Copy each of the items below character for character.
--- RECORD SET ---
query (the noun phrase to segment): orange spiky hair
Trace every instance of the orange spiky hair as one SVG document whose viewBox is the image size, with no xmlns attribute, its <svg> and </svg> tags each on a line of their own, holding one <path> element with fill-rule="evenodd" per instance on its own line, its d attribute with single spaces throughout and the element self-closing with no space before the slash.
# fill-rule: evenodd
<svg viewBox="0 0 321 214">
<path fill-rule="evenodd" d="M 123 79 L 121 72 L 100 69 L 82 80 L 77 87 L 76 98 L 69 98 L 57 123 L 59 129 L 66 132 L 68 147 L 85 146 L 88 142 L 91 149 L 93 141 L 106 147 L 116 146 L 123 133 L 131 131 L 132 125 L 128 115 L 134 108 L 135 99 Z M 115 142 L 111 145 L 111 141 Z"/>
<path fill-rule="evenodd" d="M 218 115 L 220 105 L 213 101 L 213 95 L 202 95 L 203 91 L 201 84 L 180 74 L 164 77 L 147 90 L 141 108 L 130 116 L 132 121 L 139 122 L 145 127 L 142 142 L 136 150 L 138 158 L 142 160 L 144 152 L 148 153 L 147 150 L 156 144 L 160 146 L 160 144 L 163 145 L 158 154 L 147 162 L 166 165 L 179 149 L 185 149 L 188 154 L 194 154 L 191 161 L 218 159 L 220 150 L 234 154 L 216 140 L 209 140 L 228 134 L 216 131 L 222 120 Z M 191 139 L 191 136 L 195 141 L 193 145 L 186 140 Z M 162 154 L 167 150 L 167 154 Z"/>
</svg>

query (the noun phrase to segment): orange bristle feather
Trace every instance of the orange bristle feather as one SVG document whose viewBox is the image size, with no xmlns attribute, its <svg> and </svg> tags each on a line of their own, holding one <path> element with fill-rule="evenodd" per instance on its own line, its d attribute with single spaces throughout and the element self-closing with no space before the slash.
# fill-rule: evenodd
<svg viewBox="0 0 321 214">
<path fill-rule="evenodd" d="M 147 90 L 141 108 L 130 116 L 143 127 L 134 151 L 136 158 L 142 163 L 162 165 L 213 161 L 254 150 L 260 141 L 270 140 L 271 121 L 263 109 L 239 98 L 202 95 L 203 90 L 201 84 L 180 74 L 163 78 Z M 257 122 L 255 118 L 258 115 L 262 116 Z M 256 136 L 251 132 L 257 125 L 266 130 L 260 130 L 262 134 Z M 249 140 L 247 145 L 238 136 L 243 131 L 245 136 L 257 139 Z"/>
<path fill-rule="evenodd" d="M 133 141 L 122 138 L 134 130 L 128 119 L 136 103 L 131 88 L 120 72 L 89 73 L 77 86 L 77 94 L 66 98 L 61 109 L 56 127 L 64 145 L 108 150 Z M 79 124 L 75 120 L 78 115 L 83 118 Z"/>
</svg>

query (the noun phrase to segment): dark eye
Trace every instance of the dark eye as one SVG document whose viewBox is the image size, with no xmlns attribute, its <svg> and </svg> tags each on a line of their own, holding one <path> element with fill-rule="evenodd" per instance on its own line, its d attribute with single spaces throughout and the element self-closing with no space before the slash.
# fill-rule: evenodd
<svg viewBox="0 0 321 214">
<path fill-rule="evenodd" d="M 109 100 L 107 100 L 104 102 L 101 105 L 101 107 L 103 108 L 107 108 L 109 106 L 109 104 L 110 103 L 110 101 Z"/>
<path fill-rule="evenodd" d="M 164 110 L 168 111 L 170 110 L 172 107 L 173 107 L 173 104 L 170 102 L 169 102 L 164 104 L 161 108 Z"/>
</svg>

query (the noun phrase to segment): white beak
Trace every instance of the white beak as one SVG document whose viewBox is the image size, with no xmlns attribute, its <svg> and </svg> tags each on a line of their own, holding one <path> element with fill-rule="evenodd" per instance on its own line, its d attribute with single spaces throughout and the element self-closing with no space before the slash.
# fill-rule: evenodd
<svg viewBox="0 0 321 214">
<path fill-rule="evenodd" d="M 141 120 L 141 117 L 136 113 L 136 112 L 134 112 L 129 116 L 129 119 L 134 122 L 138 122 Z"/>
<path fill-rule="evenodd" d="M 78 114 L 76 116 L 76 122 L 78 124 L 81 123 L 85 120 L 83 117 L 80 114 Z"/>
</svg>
---
**FULL RESPONSE:**
query (the noun phrase to segment): orange spiky hair
Trace every instance of the orange spiky hair as one SVG document whose viewBox is the image size, with no xmlns attribute, its <svg> and </svg> tags each on a line of their own, holding one <path> element with fill-rule="evenodd" per instance on its own line, its d attribute with single spaces throughout and the element self-closing with no space before the slash.
# fill-rule: evenodd
<svg viewBox="0 0 321 214">
<path fill-rule="evenodd" d="M 123 79 L 121 72 L 100 69 L 82 80 L 77 87 L 76 98 L 69 98 L 57 123 L 59 129 L 66 132 L 68 147 L 85 146 L 88 142 L 91 149 L 93 141 L 106 147 L 116 146 L 123 133 L 131 131 L 132 125 L 128 115 L 134 108 L 135 99 Z M 115 142 L 111 145 L 111 141 Z"/>
<path fill-rule="evenodd" d="M 218 115 L 220 105 L 213 101 L 213 95 L 202 95 L 203 91 L 201 84 L 180 74 L 164 77 L 147 90 L 141 108 L 130 116 L 132 121 L 139 122 L 145 127 L 142 142 L 136 150 L 138 158 L 142 160 L 144 152 L 148 153 L 147 150 L 156 144 L 160 146 L 160 144 L 163 145 L 158 154 L 147 162 L 166 165 L 179 149 L 185 149 L 188 154 L 194 154 L 191 161 L 218 159 L 220 150 L 234 154 L 216 140 L 209 140 L 228 134 L 216 131 L 222 120 Z M 191 139 L 191 136 L 195 141 L 193 145 L 186 140 Z M 162 154 L 167 150 L 167 154 Z"/>
</svg>

query (the noun phrase to segment): orange bristle feather
Trace every instance of the orange bristle feather as one SVG document whose viewBox is the image size, with no xmlns attribute, its <svg> and </svg> tags each on a line of their own, holding one <path> element with fill-rule="evenodd" per instance on its own line, its d attribute with single spaces throughout and the element self-closing with no space before the slash.
# fill-rule: evenodd
<svg viewBox="0 0 321 214">
<path fill-rule="evenodd" d="M 147 90 L 141 108 L 130 116 L 143 127 L 134 151 L 136 158 L 142 163 L 162 165 L 213 161 L 254 150 L 260 141 L 270 140 L 271 121 L 263 109 L 239 98 L 202 95 L 203 90 L 201 84 L 180 74 L 163 78 Z M 257 122 L 255 118 L 258 115 L 262 116 Z M 256 136 L 251 132 L 257 125 L 266 130 L 260 130 L 262 134 Z M 249 140 L 247 145 L 238 136 L 243 131 L 245 136 L 257 139 Z"/>
<path fill-rule="evenodd" d="M 133 141 L 122 138 L 134 130 L 128 119 L 136 103 L 131 88 L 120 72 L 89 73 L 77 86 L 77 94 L 66 98 L 61 109 L 56 127 L 64 145 L 108 150 Z M 79 124 L 75 120 L 78 115 L 83 118 Z"/>
</svg>

query (the noun phrase to segment): dark eye
Trace every instance of the dark eye as one SVG document whose viewBox is the image size, with no xmlns attribute, its <svg> and </svg> tags each on a line of their own, holding one <path> element with fill-rule="evenodd" per instance on its own line, its d attribute with single spaces throughout and the element self-closing with no space before the slash.
# fill-rule: evenodd
<svg viewBox="0 0 321 214">
<path fill-rule="evenodd" d="M 109 100 L 107 100 L 104 102 L 101 105 L 101 107 L 103 108 L 107 108 L 109 106 L 109 104 L 110 103 L 110 101 Z"/>
<path fill-rule="evenodd" d="M 164 110 L 168 111 L 170 110 L 172 107 L 173 107 L 173 104 L 170 102 L 169 102 L 164 104 L 161 108 Z"/>
</svg>

query (the noun phrase to segment): white beak
Trace every instance of the white beak as one SVG document whose viewBox is the image size, with no xmlns attribute, its <svg> and </svg> tags each on a line of their own, holding one <path> element with fill-rule="evenodd" per instance on its own line, its d attribute with single spaces throughout and the element self-closing with no space before the slash.
# fill-rule: evenodd
<svg viewBox="0 0 321 214">
<path fill-rule="evenodd" d="M 141 120 L 141 117 L 136 113 L 136 112 L 134 112 L 129 116 L 129 119 L 134 122 L 138 122 Z"/>
<path fill-rule="evenodd" d="M 78 114 L 76 116 L 76 122 L 78 124 L 81 123 L 85 120 L 83 117 L 80 114 Z"/>
</svg>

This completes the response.